## Selected passage
* * *

IN THE SUPREME COURT OF BANGLADESH

HIGH COURT DIVISION

(CIVIL REVISIONAL JURISDICTION)

   Present

Mr. Justice Sardar Md. Rashed Jahangir

Civil Revision No. 3089 of 1991

In the matter of :

Assistant Custodian of Vested Property (Land and Building), Pirojpur.

… Petitioner

-Versus-

Mohammad Akimuddin Howlader

…Opposite party

Ms. Rashida Alim Oeeshi, D.A.G with

Mr. Md. Habibur Rahman Sarker,

…For the petitioner

No one appears

…For the opposite party

Judgment on: 18.11.2024

Rule was issued on an application under section 115(1) of the Code of Civil Procedure calling upon the opposite party No. 1 to  show  cause  as  to  why  the  judgment  and  decree  dated 28.07.1986 passed by the Sub-ordinate Judge, Pirojpur in Title Appeal  No.  172  of  1983  reversing  those  of  dated  21.03.1983 passed by the Munsif, Second Court, Pirojpur in Title Suit No. 76 of 1981, dismissing the suit should not be set aside and/or such


1

other or further order or orders as to this Court may seem fit and proper.

The present opposite party No. 1 as plaintiff filed Title Suit No. 76 of 1981 in the Second Court of Munsif, Pirojpur for a declaration that the order dated 24.12.1979 passed in V.P. Case No.  250  of  1979(N)  is  illegal,  void,  in-effective,  without jurisdiction and not binding upon the plaintiff. The case of the plaintiff as stated in the plaint briefly are that the suit property was originally belonged to the C.S. recorded tenant Gonga Charan Roy, Provat Charan Roy, Shib Das Roy and Kedarnath Roy in equal share. Kedarnath died leaving behind wife Birajmohini, who got life interest in Kedarnath’s left 4(four) anas share. Thereafter, Birajmohini died leaving behind her husband’s brother, Shib Das Roy. On the death of Shib Das Roy, the said 8 (eight) anas share was devolved upon Gonga Charan Roy and Provat Charan Roy and  accordingly,  Gonga  Charan  Roy  and  Provat  Charan  Roy acquired 8(eight) anas share each in the suit land. The further case of the plaintiff is that the suit land was put into auction for arrears

of rent by the Deputy Commissioner of Bakergonj in pursuant to Certificate Case No. 1274(N) of 1962-63 and the notices were duly served thereafter the plaintiff in the said auction purchased the suit property which was duly confirmed on 20.03.1964 and boynama was issued on 31.01.1966; the plaintiff was inducted into the possession on 11.10.1966 through Court. The plaintiff has been  possessing  the  suit  land  on  payment  of  rent  to  the Government. The defendant No. 1 declared the suit land as vested property  without  holding  any  proper  enquiry  and  it  has  been enlisted as vested property in V.P. Case No. 250 of 1979 vide order dated 24.12.1979. Hence the suit.

* * *

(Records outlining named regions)

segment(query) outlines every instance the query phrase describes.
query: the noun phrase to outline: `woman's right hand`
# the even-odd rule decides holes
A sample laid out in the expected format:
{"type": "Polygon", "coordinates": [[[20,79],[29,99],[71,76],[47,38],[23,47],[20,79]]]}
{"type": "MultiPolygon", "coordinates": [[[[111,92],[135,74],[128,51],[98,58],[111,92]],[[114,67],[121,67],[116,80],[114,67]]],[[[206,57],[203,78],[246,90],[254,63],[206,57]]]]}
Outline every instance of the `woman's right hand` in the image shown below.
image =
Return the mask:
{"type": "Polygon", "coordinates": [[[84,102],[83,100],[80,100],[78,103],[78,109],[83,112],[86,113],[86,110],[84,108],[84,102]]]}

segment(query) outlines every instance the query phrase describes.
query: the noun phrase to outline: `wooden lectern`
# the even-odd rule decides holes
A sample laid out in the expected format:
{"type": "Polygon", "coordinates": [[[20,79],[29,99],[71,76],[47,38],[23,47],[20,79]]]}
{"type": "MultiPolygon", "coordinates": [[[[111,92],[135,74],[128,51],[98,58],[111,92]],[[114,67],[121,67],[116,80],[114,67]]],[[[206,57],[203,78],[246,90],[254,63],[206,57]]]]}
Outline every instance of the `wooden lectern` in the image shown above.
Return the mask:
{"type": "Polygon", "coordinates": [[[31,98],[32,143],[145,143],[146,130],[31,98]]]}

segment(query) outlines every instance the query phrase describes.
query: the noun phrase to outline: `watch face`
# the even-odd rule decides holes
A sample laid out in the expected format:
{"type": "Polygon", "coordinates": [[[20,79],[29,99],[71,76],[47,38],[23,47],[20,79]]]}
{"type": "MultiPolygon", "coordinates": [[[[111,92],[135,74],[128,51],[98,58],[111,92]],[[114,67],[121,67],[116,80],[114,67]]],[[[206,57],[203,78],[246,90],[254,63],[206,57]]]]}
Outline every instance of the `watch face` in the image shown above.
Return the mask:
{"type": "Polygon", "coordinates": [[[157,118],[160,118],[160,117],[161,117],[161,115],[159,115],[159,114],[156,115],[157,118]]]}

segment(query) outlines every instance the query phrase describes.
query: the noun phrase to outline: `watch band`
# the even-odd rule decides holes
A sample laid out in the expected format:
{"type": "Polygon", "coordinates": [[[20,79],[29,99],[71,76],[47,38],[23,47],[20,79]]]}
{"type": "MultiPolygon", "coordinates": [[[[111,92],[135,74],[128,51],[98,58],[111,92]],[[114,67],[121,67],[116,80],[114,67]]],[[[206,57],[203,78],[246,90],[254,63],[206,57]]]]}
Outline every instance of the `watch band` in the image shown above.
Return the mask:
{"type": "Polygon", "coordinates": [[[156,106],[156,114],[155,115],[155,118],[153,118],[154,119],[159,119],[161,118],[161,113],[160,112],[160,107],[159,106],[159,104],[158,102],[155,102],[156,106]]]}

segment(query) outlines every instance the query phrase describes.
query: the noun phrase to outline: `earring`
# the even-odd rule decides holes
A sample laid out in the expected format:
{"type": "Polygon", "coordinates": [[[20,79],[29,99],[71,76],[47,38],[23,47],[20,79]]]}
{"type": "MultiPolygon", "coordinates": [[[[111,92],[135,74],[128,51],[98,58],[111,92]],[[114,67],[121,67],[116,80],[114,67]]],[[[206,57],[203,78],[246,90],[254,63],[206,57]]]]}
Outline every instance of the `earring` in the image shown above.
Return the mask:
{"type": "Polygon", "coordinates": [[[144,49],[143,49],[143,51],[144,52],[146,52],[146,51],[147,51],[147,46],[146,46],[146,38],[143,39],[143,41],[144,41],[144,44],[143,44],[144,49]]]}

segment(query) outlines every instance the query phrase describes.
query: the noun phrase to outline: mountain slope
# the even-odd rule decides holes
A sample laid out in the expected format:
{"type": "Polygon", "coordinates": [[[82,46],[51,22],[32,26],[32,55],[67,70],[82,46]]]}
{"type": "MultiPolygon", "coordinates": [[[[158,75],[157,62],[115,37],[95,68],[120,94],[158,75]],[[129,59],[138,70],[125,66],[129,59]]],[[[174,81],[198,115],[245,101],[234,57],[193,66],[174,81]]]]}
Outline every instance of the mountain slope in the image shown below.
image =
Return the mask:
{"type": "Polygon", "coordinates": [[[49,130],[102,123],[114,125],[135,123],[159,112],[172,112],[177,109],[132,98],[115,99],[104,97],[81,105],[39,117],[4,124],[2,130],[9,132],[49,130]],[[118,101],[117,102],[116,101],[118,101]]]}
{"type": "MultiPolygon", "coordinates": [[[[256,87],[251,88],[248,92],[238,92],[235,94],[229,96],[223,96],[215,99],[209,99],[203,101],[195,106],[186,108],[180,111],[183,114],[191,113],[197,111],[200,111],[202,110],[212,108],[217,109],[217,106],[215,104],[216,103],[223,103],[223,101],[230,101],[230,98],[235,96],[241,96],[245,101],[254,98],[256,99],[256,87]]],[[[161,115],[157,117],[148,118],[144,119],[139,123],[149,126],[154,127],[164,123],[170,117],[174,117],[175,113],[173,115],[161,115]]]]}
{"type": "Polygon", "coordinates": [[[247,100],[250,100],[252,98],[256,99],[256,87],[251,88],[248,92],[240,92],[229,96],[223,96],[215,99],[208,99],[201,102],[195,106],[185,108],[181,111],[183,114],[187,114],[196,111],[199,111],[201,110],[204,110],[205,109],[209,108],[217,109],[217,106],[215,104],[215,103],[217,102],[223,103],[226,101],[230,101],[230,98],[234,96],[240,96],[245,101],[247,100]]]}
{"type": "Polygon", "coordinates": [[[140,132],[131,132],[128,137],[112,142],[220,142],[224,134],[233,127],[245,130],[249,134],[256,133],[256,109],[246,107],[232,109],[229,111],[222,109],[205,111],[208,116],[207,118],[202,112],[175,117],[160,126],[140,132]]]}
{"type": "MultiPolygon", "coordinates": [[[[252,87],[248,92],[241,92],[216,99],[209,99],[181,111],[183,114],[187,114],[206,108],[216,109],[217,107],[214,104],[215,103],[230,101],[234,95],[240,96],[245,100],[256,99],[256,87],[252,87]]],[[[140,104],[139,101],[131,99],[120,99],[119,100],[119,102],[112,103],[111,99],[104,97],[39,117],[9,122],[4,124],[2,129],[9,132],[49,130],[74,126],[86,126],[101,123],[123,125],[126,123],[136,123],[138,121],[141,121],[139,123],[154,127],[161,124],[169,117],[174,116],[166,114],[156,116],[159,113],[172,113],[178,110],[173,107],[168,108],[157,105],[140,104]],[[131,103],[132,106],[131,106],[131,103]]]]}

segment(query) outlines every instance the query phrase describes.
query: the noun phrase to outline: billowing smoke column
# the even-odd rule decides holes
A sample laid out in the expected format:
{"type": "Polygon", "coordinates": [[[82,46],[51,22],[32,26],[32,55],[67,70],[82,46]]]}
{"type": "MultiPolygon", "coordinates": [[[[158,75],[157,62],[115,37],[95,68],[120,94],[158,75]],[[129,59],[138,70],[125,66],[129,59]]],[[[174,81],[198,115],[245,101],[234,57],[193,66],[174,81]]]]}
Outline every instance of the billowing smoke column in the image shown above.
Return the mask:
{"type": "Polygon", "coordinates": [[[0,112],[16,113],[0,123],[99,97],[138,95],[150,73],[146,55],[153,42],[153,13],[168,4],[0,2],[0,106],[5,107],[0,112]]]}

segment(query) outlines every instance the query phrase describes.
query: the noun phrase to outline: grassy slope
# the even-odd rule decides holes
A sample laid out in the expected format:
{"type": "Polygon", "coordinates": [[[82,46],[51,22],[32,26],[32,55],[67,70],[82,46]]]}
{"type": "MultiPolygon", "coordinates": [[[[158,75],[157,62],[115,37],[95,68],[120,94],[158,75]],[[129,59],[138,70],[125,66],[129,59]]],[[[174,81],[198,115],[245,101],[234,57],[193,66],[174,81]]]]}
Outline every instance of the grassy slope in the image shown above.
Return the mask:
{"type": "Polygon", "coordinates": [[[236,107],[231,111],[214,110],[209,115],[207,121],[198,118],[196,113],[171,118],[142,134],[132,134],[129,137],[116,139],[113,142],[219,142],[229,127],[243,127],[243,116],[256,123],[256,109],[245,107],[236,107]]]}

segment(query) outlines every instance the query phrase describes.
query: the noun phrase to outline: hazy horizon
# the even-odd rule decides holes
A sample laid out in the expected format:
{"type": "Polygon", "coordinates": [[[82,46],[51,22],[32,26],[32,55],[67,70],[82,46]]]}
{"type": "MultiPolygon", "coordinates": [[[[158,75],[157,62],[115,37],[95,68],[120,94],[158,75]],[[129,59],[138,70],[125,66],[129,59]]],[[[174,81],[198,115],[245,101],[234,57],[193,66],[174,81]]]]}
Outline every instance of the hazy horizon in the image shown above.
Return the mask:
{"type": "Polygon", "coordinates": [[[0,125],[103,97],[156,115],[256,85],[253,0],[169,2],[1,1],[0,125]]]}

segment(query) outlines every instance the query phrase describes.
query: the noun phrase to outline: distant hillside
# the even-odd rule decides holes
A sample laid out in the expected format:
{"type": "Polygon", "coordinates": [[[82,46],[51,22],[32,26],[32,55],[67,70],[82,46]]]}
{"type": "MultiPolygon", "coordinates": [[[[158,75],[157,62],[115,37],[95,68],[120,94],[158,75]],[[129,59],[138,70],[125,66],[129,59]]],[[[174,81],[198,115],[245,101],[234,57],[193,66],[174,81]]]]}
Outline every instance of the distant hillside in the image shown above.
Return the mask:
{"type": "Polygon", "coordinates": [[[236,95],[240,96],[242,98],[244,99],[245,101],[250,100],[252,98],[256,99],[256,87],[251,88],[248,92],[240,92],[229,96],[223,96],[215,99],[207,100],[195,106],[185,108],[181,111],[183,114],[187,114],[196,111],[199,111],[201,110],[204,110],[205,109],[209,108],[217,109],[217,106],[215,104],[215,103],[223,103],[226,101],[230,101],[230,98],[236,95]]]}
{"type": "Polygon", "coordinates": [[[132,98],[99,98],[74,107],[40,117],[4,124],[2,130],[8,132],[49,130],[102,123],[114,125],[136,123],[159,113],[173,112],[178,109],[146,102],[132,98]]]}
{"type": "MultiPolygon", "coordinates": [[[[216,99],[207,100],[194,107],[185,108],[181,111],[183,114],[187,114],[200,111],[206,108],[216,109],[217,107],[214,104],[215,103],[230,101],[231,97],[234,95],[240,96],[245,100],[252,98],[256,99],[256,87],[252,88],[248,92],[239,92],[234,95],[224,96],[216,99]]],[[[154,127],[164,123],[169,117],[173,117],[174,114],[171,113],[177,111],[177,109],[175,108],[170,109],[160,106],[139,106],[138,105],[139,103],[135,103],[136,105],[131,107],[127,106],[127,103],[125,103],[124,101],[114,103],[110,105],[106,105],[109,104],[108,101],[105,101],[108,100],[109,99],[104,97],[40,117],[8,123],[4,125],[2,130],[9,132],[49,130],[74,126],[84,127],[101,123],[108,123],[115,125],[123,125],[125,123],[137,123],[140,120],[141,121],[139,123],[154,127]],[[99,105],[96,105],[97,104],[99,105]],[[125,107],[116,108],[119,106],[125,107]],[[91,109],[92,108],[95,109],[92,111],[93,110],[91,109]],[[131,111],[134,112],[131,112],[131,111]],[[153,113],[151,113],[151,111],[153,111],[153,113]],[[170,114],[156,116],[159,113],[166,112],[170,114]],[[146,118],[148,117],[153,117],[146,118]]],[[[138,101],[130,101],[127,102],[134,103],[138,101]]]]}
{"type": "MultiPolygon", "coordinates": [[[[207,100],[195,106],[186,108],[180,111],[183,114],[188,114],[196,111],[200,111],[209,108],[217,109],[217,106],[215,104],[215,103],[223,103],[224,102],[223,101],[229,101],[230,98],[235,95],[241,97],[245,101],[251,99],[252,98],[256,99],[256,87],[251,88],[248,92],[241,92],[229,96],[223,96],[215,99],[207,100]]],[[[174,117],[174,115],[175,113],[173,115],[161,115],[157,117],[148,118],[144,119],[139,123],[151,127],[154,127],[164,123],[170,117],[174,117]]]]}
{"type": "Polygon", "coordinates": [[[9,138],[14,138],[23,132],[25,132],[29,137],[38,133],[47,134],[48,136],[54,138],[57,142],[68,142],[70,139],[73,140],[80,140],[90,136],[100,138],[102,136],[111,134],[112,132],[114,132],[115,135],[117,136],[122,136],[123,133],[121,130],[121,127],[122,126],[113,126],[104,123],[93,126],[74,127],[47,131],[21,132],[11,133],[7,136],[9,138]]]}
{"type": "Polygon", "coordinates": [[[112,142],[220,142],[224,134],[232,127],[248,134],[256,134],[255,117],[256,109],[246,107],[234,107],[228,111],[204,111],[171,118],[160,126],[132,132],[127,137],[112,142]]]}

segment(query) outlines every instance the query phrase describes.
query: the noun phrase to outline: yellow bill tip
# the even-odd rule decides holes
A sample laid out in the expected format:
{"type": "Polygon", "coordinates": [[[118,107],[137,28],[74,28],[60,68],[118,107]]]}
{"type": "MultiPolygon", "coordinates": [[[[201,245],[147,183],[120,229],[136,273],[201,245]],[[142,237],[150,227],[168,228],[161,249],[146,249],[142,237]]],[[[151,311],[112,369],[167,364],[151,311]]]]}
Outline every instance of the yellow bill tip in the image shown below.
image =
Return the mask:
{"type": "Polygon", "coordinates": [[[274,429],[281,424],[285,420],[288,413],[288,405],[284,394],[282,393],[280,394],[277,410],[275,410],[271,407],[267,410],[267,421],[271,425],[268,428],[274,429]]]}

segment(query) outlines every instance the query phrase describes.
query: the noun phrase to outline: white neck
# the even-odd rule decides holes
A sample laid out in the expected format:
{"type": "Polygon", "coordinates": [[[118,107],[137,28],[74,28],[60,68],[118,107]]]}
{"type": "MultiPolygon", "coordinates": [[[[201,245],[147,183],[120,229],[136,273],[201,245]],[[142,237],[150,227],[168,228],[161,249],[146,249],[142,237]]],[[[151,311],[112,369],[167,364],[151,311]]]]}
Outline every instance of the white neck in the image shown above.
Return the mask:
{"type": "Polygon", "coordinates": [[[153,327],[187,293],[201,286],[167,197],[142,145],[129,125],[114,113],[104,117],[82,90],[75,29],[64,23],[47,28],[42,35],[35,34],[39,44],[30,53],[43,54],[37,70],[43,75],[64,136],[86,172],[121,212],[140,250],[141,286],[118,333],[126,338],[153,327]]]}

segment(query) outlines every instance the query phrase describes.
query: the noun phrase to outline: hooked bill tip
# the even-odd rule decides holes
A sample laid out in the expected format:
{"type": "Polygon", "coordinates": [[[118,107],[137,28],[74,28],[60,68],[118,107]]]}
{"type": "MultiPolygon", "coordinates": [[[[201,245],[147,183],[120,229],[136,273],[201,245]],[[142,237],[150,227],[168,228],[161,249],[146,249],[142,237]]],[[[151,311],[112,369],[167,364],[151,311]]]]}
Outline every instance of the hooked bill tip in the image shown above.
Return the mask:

* * *

## Aim A
In the court judgment on the vested property case, on what date was the plaintiff put into possession of the suit property through the Court?
## Aim B
Pick up the court judgment on the vested property case after its final sentence and write on from there.

## Written reply A
11.10.1966

## Written reply B
Defendant  No.1  contested  the  suit  by  filing  written statement denying all the material averments made in the plaint contending, inter-alia that the recorded tenants Shib Das Roy and others  left  for  India  in  the  year  1960  and  started  living permanently therein and as such, the property has been enlisted as enemy property and thereafter vested property. The plaintiff in order  to  grab  the  property  fraudulently  created  an  ante-dated certified copy of Certificate Case No. 1274 of 1962-63; the suit property was never put in auction for arrears of rent in the said certificate  case.  So  the  story  of  purchasing  the  suit  land  in pursuant to a certificate case was plotted only to grab the property. The plaintiff has no possession over the suit land and property has been legally declared as vested. The plaintiff has no cause of auction to bring the suit and the suit is barred under section 42 of the Specific Relief Act as it is not maintainable in its present form.

On  the  basis  of  the  pleadings  of  both  the  parties,  the following issues have been framed for adjudication of the suit:

  1.                Whether the suit is maintainable in its present form?
  2.             Whether the suit is barred under section 42 of Specific Relief Act?
  3.          Whether the suit is bad for defect of parties?
  4.           Whether the plaintiff has any right title interest and possession in the suit land?
  5.             Whether the order passed in V.P Case No. 250 of  1979  is  illegal,  null,  void,  without jurisdiction and binding upon the plaintiff?
  6.           Whether  the  plaintiff  is  entitled  to  get  the reliefs as prayed for?

Learned  Munsif  after  discussions  of  all  the  issues  and dealing with the evidences and relevant laws dismissed the suit on contest by his judgment and decree dated 21.03.1983.

Having been aggrieved by the said judgment of learned Munsif,  the  plaintiff  preferred  Title  Appeal  No.  172  of  1983 before the District Judge, Pirojpur. On transfer the said appeal was heard by the Sub-ordinate Judge, Pirojpur and by his judgment and  decree  dated  28.07.1986  allowed  the  appeal  reversed  the judgment  and  decree  dated  21.03.1983  passed  by  the  Munsif, Second Court, Pirojpur in Title Suit No. 76 of 1981 and thereby decreed the suit.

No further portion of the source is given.